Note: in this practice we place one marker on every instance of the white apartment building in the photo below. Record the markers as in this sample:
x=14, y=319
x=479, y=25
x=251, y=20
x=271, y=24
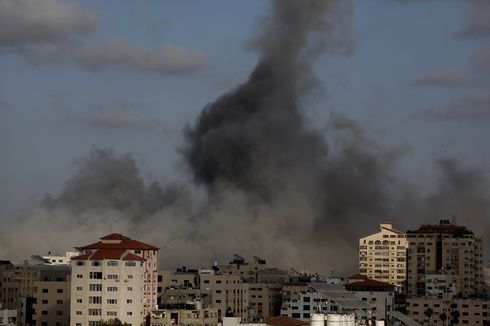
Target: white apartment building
——————————
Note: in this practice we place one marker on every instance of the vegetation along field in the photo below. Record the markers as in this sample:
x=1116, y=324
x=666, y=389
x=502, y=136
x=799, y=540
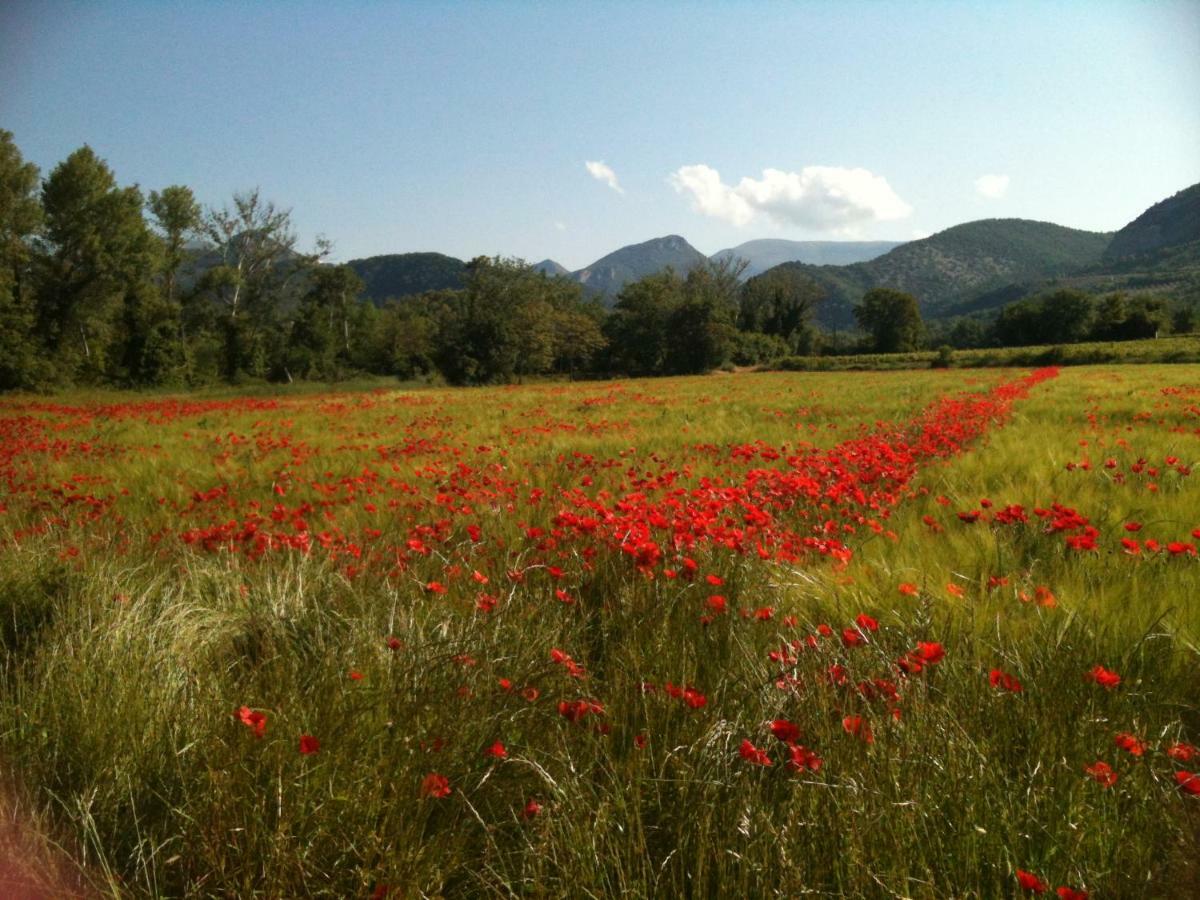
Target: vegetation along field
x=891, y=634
——————————
**Work required**
Render the lines of the listing as a numbered list, starting at the line that contains "of the white" and ending at the line that contains "Target: white apartment building". Omit blank lines and the pictures.

**Response**
1. Note: in this practice we place one marker on every instance of the white apartment building in the photo below. Record the markers as in this sample:
2. x=14, y=319
3. x=479, y=25
4. x=251, y=20
5. x=271, y=24
6. Target: white apartment building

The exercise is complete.